# KURZAUFGABE 1
Gib aus dem Textauszug über Saigon die Stelle zwischen „Aids und Hoffnung“ und „französisch abgekürzt wird.“ einschließlich wortgetreu wieder.
# KURZAUFGABE 2
Erkläre anhand des Textauszugs über Saigon in ein bis drei Sätzen, warum Ngha mit Bitterkeit über ihre Heimatstadt spricht.
# KURZAUFGABE 3
Setze den Textauszug über Saigon im Anschluss an seinen letzten Satz fort.

Kannarith ist Kambodschaner. eine Eltern flohen 1978, nachdem die Roten Khmer in Kambodscha ihr Terrorregime errichtet hatten, nach Vietnam. Er verkauft amerikanische Kaugummi und macht mit einer Packung umgerechnet sechs Pfennige Gewinn. Ein Kilo Reis kostet auf dem Markt mittlerweile schon mehr als eine Mark. Eine Hose und ein Hemd sind alles, was Kannarith besitzt. Gelegentlich verkauft er sich als Strichjunge an Schwule.

Aids und Hoffnung auf bessere Geschäfte

„Du has bestimmt Sida“, sagt Ngha mit einem bösartigen Lächeln. Die Chefin des Cafés ist 35 Jahre alt und hat zwei kleine Kinder. Ihr Mann hat sich abgesetzt. Vor ein paar Wochen, erzählt Ngha, sei der erste Fall von Aids in Ho Chi Minh-Stadt entdeckt worden. Ein Vietnamese, der lange Zeit in der Bundesrepublik lebte, hat nach seiner Rückkehr eine Frau in Saigon angesteckt. Seitdem sind die Zeitungen voll mit Berichten über Sida, wie es hier auf französisch abgekürzt wird.

Ngha ist in Saigon geboren, aber sie spricht mit Bitterkeit über ihre Heimatstadt. „Als die Kommunisten kamen, dachten wir, alles wird besser“, sagt sie. „Das war leider ein großer Irrtum. Damals war Saigon eine reichere Stadt als Bangkok oder Phnom Penh, sieh es dir jetzt an. Es ist so entsetzlich arm.“ Sie hofft darauf, daß mit den Ausländern, von denen immer mehr in die Stadt kommmen, die Geschäfte wieder besser werden.“

Vielleicht fünfhundert Meter von dem kleinen Straßencafé entfernt, am oberen Ende der Dai Lo Nhguyen Hue erhebt sich das Rathaus von Ho- Chi-Minh-Stadt — wie Saigon seit dem Einmarsch der Kommunisten am 30. April 1975 offiziell heißt. Bac Ho, Onkel Ho, sitzt in Bronze gegoßen vor dem mit Stuckköpfen, Simsen und Säulen überladenen Bau, zu seinen Füßen ein glückliches Kind. In dieser Anfang diesen Jahrhunderts zu Stein gewordenen Phantasie eines Zuckerbäckers arbeitet Nguyen Son. Der freundliche ältere Herr ist beim Volkskomitee von Ho-Chi-Minh- Stadt, wie die Stadtverwaltung sich nennt, für Fragen der Ideologie zuständig. In einem Empfangsraum, der mit braunen Skaisesseln und einer angestaubten Leninbüste die ganze Trostlosigkeit realsozialistischen Repräsentationswillens offenbart, referiert er jedoch als guter Marxist zunächst ein paar grundlegende sozio-ökonomische Daten.

# EINTRÄGE
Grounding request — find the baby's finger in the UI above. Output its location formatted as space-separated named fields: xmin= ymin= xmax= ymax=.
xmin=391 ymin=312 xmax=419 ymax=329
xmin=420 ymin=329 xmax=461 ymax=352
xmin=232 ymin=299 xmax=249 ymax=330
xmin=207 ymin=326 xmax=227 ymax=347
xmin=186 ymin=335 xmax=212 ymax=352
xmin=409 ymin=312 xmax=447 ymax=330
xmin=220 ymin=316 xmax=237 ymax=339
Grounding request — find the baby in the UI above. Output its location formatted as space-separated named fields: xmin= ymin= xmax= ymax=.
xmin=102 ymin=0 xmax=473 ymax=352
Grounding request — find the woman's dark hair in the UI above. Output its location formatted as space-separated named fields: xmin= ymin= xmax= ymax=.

# ERGEBNIS 1
Aids und Hoffnung auf bessere Geschäfte

„Du has bestimmt Sida“, sagt Ngha mit einem bösartigen Lächeln. Die Chefin des Cafés ist 35 Jahre alt und hat zwei kleine Kinder. Ihr Mann hat sich abgesetzt. Vor ein paar Wochen, erzählt Ngha, sei der erste Fall von Aids in Ho Chi Minh-Stadt entdeckt worden. Ein Vietnamese, der lange Zeit in der Bundesrepublik lebte, hat nach seiner Rückkehr eine Frau in Saigon angesteckt. Seitdem sind die Zeitungen voll mit Berichten über Sida, wie es hier auf französisch abgekürzt wird.

# ERGEBNIS 2
Ngha hatte geglaubt, mit der Ankunft der Kommunisten werde alles besser, doch das erwies sich als großer Irrtum. Damals war Saigon ihren Worten nach reicher als Bangkok oder Phnom Penh, heute ist die Stadt entsetzlich arm.

# ERGEBNIS 3
Als die Franzosen 1859 die Stadt eroberten und den Hafen für ausländische Waren geöffnet hatten, lebten hier 40.000 Menschen, heute sind es über vier Millionen. In der Innenstadt drängeln sich mittlerweile auf einem Quadratkilometer 17.000 Bewohner. (In einer deutschen Großstadt leben rund 3.000 Menschen auf der gleichen Fläche.) Ein Saigoner hat im Durchschnitt nur ganze fünf Quadratmeter Wohnfläche für sich. Wer in die Stadt ziehen will, braucht eine Zuzugsgenehmigung. „Aber das ist die Theorie“, räumt Nguyen Son ein, „viele kommen einfach so.“

Nguyen Son rechnet mit zehntausend Obdachlosen, aber es gibt auch wesentlich höhere Schätzungen. Zwar können mittlerweile auch Privatleute wieder Häuser bauen, doch die Stadt hat nicht die Mittel, billige Wohnungen zu erstellen. Sorgen bereiten dem Ideologieexperten auch die Heroinabhängigen, von denen es wieder mindestens zehntausend gibt. In den Hochzeiten der amerikanischen Präsenz waren es nahezu hunderttausend, anschließend konnten die Kommunisten mit drakonischen Maßnahmen den Drogennachschub vorübergehend drosseln. Auf die Dauer jedoch läßt sich eine Hafenstadt wie Saigon nicht völlig austrocknen, zumal Opium und Heroin im Nachbarland Laos produziert werden.

Die Zahl der Prostituierten sei unbekannt, sagt Nguyen Son, da Prostitution illegal sei. Gelegentlich würden Bordelle ausgehoben, aber solche Aktionen können den aufschwung des Gewerbes nicht stoppen. „Die Ausländer zahlen so gut“, begründet das der Ideologieexperte, „da ist die Verlockung zu groß.“ Es gäbe, fährt er fort, inzwischen auch Teilzeitprostituierte, die tagsüber im Büro arbeiteten und abends in den großen Hotels Ausländer auftun würden.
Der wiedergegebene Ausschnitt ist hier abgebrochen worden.